Set exercise:
Reproduce the material exactly, from its first line through the line containing "M168 1L166 14L182", both ends included.
## start Data excerpts
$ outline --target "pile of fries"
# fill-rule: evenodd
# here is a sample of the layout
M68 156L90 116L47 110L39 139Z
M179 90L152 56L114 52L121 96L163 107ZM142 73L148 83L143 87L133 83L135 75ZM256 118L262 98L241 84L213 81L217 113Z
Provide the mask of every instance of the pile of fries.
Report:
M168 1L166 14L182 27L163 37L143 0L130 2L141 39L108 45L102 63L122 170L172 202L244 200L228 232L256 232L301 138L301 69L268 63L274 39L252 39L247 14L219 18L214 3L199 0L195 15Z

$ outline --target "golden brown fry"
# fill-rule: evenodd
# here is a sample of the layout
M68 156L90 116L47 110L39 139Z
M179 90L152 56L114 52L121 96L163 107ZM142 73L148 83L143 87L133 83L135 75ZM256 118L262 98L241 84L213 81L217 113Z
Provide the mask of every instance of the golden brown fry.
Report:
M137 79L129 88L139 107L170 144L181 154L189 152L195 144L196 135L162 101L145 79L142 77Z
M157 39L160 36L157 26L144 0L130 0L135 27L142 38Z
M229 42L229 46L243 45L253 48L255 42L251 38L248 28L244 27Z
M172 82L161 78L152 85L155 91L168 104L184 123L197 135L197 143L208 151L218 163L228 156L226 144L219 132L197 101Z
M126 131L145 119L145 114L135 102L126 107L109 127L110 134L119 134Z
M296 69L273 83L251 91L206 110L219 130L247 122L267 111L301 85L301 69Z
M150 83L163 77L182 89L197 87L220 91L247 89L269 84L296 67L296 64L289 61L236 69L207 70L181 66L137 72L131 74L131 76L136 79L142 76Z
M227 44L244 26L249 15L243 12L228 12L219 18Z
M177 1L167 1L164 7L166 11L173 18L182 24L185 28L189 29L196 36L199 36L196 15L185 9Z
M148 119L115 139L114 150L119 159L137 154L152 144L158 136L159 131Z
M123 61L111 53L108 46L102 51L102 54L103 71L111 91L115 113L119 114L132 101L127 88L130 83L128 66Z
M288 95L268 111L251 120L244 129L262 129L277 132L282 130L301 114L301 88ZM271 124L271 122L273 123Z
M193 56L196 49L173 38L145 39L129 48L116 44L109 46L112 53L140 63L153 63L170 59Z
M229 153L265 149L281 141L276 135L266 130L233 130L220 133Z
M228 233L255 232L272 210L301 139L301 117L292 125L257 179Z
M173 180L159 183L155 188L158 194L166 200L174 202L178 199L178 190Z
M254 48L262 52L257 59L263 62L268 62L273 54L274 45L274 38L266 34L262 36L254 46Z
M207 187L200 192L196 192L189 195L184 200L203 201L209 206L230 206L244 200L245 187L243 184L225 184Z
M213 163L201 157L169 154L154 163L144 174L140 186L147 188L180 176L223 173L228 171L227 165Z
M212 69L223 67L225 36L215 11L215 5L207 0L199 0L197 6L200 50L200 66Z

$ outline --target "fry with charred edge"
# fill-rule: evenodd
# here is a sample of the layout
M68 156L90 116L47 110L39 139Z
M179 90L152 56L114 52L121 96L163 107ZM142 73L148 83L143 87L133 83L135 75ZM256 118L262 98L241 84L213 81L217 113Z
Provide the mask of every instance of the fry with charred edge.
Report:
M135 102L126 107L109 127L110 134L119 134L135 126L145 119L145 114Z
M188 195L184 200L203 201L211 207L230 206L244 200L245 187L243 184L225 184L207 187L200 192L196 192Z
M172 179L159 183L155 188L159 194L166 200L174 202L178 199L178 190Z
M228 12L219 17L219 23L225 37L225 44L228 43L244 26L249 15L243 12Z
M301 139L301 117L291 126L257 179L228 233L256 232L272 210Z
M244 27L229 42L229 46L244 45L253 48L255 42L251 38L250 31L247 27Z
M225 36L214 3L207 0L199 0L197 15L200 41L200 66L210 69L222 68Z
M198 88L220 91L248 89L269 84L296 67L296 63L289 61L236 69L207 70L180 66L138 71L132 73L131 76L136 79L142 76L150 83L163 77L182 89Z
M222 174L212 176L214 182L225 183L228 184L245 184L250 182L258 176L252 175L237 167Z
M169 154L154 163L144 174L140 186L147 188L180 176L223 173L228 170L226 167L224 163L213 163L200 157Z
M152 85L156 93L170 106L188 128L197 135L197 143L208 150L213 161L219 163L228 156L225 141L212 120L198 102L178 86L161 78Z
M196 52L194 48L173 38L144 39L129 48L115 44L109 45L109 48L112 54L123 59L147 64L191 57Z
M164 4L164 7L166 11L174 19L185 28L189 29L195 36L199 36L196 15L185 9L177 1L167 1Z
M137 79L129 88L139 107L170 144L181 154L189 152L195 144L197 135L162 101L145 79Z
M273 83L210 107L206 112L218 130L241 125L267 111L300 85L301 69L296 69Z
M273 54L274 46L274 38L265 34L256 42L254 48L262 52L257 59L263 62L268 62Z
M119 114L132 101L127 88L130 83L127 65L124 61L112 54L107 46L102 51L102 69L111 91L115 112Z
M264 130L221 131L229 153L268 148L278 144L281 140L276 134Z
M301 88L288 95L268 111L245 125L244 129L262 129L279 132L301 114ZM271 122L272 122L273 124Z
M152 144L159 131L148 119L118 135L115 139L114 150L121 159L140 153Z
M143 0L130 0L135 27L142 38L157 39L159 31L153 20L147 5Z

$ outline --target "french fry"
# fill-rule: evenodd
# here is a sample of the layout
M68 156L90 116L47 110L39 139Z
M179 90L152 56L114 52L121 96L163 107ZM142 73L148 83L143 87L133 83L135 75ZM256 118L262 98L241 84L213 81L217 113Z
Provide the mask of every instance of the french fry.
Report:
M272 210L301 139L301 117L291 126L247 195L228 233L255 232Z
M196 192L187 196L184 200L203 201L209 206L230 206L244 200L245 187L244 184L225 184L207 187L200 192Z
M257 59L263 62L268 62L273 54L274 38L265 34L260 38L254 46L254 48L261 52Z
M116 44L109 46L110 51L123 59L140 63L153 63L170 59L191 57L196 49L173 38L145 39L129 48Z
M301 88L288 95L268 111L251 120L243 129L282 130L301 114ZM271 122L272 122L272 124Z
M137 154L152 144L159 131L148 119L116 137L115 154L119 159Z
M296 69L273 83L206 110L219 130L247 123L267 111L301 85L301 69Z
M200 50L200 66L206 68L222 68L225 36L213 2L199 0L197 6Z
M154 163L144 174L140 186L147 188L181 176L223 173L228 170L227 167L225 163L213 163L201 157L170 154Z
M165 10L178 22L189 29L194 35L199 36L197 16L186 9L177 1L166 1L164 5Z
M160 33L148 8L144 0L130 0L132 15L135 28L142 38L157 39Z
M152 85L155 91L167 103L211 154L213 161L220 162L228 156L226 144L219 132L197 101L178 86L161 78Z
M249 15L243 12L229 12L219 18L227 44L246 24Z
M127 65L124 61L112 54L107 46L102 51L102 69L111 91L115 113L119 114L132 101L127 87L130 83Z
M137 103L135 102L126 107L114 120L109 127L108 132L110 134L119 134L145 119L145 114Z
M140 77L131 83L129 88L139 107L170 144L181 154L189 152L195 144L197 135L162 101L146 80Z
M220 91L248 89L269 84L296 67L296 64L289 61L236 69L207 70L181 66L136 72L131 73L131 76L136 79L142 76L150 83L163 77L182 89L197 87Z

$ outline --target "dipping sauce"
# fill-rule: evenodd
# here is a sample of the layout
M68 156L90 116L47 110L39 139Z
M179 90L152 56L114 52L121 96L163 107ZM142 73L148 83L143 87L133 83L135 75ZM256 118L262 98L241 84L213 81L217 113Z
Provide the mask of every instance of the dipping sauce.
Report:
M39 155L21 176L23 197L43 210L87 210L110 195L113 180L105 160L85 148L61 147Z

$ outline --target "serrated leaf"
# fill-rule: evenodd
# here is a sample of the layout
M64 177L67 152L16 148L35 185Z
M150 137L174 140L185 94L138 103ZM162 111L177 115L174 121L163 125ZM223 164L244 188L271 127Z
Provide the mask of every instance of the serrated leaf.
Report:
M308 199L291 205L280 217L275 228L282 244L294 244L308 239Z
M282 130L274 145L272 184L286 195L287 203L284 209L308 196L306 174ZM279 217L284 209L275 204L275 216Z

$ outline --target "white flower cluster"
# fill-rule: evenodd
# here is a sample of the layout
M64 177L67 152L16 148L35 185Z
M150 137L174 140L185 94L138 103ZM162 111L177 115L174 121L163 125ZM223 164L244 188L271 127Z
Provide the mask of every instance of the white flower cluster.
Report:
## end Data excerpts
The response:
$ outline --target "pile of fries"
# fill-rule: evenodd
# here is a sample of the layout
M68 156L90 116L47 110L39 139Z
M179 90L152 56L114 52L121 96L163 107ZM142 73L148 83L143 87L133 83L135 75ZM256 118L262 98L241 84L213 81L217 113Z
Provide the mask of every instance of the pile of fries.
Report:
M168 1L166 14L182 27L163 37L143 0L130 2L141 39L108 45L102 63L122 170L172 202L244 200L228 232L256 232L301 138L301 69L268 63L274 39L252 39L247 14L219 18L214 3L199 0L195 15Z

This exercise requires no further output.